Written tasks>
1. In the memo on Ontario's finances, what deficit did the October fiscal update project for 2024-25?
2. Reproduce word for word the passage of the memo on Ontario's finances starting at "That was then." and ending at "slowing economic growth.".

Who Is Protecting Ontario’s Finances?

Summary:
Citation Brian Lewis. 2025. "Who Is Protecting Ontario’s Finances?." Intelligence Memos. Toronto: C.D. Howe Institute.
Page Title: Who Is Protecting Ontario’s Finances? – C.D. Howe Institute
Article Title: Who Is Protecting Ontario’s Finances?
URL: https://cdhowe.org/publication/who-is-protecting-ontarios-finances/
Published Date: February 25, 2025
Accessed Date: January 13, 2026

From: Brian Lewis
To: Ontario voters
Date: February 25, 2025
Re: Who Is Protecting Ontario’s Finances?

There is a saying that truth is the first casualty of war. In Ontario’s current election campaign, government finances appear to be the biggest victim. Expensive promises, slowing economic growth, and the looming uncertainty of a second Trump presidency have darkened the province’s fiscal outlook. Amid the theatre of an election campaign, the release of party platforms, however late, is a welcome development. At the same time, they raise some significant concerns for the future of the province’s finances.

Ontario’s last fiscal update in October painted a relatively positive picture. The province was close to a balanced budget for 2023-24, with a modest projected deficit of $6.5 billion for 2024-25 – a marked improvement from the $9.8-billion spring forecast. Debt-to-GDP ratios had inched downward, and Ontario appeared on track to balance the books within two years.

That was then. Since the Fall Economic Statement (FES), the landscape has shifted. The federal government’s proposed capital gains tax hike – expected to bolster Ontario’s revenues by $3.3 billion over three years – has been postponed, likely indefinitely. This revenue was tied to $200 tax rebate cheques. More troubling are the economic risks tied to a Trump presidency. Whether tariffs materialize or not, uncertainty alone is enough to dampen business confidence and consumer spending, slowing economic growth.

[Location identification items]
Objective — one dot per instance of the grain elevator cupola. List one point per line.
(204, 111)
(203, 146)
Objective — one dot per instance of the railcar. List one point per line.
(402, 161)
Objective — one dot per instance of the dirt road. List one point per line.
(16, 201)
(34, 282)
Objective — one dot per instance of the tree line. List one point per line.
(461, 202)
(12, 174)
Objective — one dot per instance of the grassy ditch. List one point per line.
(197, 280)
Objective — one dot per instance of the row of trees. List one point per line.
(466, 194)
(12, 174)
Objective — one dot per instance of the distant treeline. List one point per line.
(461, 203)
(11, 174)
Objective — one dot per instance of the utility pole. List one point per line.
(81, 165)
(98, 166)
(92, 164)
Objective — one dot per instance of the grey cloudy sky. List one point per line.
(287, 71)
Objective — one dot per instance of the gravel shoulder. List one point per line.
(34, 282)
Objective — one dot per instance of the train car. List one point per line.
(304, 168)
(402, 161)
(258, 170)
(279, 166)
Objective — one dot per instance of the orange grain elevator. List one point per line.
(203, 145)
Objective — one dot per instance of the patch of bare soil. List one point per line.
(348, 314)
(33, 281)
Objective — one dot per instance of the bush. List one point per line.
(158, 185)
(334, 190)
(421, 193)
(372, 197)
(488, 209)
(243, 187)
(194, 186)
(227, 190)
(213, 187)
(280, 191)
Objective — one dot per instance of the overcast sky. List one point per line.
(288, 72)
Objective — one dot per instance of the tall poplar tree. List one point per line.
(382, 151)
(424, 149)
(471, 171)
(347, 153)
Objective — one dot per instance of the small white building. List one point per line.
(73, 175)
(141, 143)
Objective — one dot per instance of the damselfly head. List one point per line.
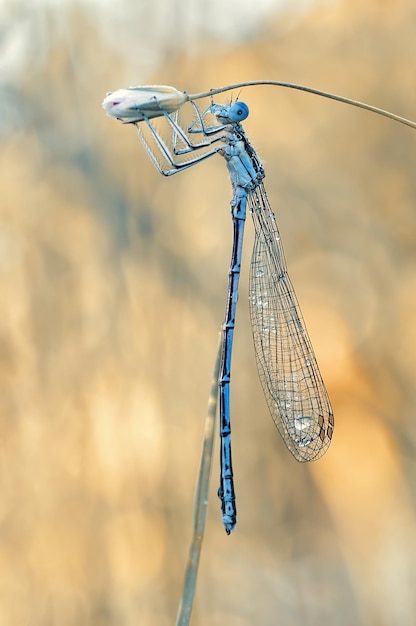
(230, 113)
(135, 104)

Responses to the tasks>
1. $6.5 billion

2.
That was then. Since the Fall Economic Statement (FES), the landscape has shifted. The federal government’s proposed capital gains tax hike – expected to bolster Ontario’s revenues by $3.3 billion over three years – has been postponed, likely indefinitely. This revenue was tied to $200 tax rebate cheques. More troubling are the economic risks tied to a Trump presidency. Whether tariffs materialize or not, uncertainty alone is enough to dampen business confidence and consumer spending, slowing economic growth.